→ WHAT THE TASK ASKS: Should the word "blue" occur in a line of the records, copy that line.

○ ○ ○

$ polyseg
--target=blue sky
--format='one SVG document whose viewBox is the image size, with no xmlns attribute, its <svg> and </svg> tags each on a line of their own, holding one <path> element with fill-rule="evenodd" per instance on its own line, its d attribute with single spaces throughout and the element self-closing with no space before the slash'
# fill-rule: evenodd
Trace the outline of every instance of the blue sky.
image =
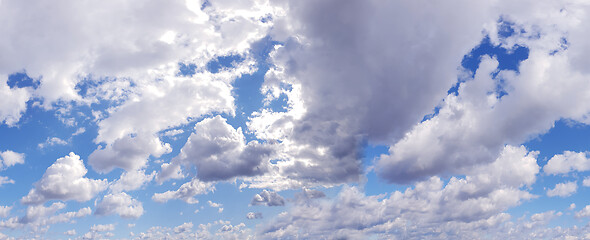
<svg viewBox="0 0 590 240">
<path fill-rule="evenodd" d="M 0 1 L 0 240 L 587 239 L 583 1 Z"/>
</svg>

○ ○ ○

→ TASK RESULT:
--target=blue sky
Trace the outline of every instance of the blue sky.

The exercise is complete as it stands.